— start of Information shown —
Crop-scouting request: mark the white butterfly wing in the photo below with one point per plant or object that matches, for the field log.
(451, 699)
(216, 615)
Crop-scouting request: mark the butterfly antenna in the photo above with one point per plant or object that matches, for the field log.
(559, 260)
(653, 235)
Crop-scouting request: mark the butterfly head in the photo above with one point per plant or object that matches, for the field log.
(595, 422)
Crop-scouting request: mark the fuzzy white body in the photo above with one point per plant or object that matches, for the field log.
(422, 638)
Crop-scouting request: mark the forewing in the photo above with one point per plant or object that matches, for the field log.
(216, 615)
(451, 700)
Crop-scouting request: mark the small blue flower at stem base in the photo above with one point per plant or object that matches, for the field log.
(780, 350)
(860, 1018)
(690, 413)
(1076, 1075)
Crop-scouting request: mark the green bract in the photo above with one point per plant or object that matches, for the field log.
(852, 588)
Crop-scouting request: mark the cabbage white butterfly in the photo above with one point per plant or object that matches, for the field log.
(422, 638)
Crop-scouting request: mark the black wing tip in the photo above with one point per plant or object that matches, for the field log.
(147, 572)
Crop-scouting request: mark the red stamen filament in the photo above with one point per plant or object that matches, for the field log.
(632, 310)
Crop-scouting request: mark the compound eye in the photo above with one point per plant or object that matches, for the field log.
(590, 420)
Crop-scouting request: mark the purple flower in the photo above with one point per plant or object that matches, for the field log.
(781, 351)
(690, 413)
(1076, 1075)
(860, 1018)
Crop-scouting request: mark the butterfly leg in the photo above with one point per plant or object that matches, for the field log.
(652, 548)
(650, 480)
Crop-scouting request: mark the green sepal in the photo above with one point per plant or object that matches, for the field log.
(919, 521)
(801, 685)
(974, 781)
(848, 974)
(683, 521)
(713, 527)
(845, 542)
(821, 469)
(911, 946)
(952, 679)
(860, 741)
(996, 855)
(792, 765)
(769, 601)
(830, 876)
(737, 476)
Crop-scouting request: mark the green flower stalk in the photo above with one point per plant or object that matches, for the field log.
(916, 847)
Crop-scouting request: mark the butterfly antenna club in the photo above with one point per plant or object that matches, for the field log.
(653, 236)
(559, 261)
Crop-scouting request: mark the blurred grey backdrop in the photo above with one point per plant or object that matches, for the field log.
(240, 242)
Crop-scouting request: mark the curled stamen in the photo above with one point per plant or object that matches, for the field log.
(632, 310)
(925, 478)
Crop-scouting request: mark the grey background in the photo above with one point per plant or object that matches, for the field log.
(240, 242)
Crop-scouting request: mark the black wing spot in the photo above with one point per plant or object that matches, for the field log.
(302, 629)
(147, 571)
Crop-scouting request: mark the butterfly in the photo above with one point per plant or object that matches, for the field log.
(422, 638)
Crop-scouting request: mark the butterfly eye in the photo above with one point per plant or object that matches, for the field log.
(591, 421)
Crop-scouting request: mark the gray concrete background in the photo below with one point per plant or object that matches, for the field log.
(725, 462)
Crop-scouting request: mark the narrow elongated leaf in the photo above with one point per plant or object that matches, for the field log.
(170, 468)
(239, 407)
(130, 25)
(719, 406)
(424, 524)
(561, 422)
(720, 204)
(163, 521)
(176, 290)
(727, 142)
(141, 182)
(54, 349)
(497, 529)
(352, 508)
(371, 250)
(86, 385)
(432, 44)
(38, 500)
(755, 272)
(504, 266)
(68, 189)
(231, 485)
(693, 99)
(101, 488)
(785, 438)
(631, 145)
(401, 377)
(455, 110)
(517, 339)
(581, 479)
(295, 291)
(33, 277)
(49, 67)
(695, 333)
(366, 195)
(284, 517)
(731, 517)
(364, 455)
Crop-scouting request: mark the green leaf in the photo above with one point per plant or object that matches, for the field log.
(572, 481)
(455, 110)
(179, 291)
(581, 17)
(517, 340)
— end of Information shown —
What needs to be done — Reproduce the whole listing word for word.

Reply to the exercise —
Crop-scouting request: mark the white butterfly wing in the photo below with one point per plant or object that matches, for the field log.
(451, 699)
(216, 615)
Crop-scouting request: mark the butterfly antenna in the photo above with one point per plant or object that matches, for the field log.
(559, 260)
(653, 235)
Crop-scouting request: mark the butterfly head in the photo above with one point per plant or object that matches, for the field log.
(595, 422)
Crop-scouting request: mark the fuzzy white body in the photo above with one point per plant or object that matches, for the field log.
(422, 638)
Crop-scouting request: mark the forewing in the photo above with one point per plant or object that matches, for the field log.
(216, 615)
(451, 700)
Crop-scouting request: mark the small blue flower at stem base in the photo above with one point per plant or object that matches, for the field log.
(780, 350)
(860, 1018)
(690, 413)
(1076, 1075)
Crop-scouting request: mark the green bract in the photo above with one point per plant or object that matches, for the field log.
(852, 588)
Crop-scouting request: mark the cabbage white butterfly in the photo above with one point per plant or object that matches, for the field log.
(422, 638)
Crop-scouting request: mark the black wing tip in the photo above with one point per plant or object that matches, for the field log.
(147, 572)
Crop-scouting request: mark the red stamen filament in the photo above with one point per plant or object that matches, for the field log.
(632, 310)
Crop-scouting request: mark the compound eye in the photo above with one point per plant or object that matches, for the field log.
(590, 420)
Crop-scouting request: mark the purple flower in the photo above with one point per plant or object that matches, for the field log.
(781, 351)
(690, 413)
(1076, 1075)
(860, 1018)
Crop-scouting request: mark the butterfly leg in the photo above with one point per plant or object that matches, for the field log.
(652, 548)
(650, 480)
Crop-scouting request: mark the green sepal in the photo above with one point per plant or object that matches, for the field log.
(919, 521)
(801, 685)
(974, 781)
(848, 974)
(683, 521)
(713, 527)
(845, 542)
(821, 469)
(911, 946)
(952, 679)
(860, 741)
(996, 855)
(792, 765)
(769, 601)
(830, 876)
(737, 476)
Crop-scouting request: mark the green flower stalk in the photo above with one point per plant or object that matches, for the field log.
(916, 847)
Crop-scouting request: mark the butterfly antenna club in the photo above with one point per plant or object that matches, for the field log.
(653, 236)
(559, 261)
Crop-scouting request: mark the blurred grey backdrop in the photo above with one point per plant or object that matches, for the field log.
(240, 242)
Crop-scouting request: mark the curled stamen in the photo above with one point per plant or object that matches, for the field log.
(632, 310)
(925, 478)
Crop-scouting request: mark the grey background in the photo above with one point per plant or object that matches, for the field log.
(240, 242)
Crop-scouting request: mark the black wing spot in the photo above with one point per plant or object that matches, for the field log.
(302, 629)
(147, 571)
Crop-scouting request: mark the butterfly in the photo above with one point per plant or object that matches, for the field log.
(422, 638)
Crop-scouting request: mark the butterfly eye in the photo above with one point per plant or object that matches, for the field log.
(591, 421)
Crop-scouting request: mark the gray concrete background in the photo below with one point per plant or object that matches, for the field log.
(725, 462)
Crop-scouting request: mark the narrow elongated leaf in the photo above with one point per plant or object that matches, for the field log.
(170, 468)
(239, 407)
(130, 25)
(719, 406)
(424, 524)
(561, 422)
(720, 204)
(163, 521)
(176, 290)
(727, 142)
(141, 182)
(54, 349)
(497, 529)
(352, 508)
(371, 250)
(86, 385)
(432, 44)
(38, 500)
(755, 272)
(504, 266)
(68, 189)
(231, 485)
(693, 99)
(101, 488)
(785, 438)
(631, 145)
(401, 377)
(455, 110)
(517, 339)
(581, 479)
(295, 291)
(33, 277)
(49, 67)
(695, 333)
(366, 195)
(284, 517)
(731, 517)
(364, 455)
Crop-scouting request: mark the green leaf in the photo above with one point per plant or object that matches, for the field log.
(572, 481)
(455, 110)
(179, 291)
(581, 17)
(517, 340)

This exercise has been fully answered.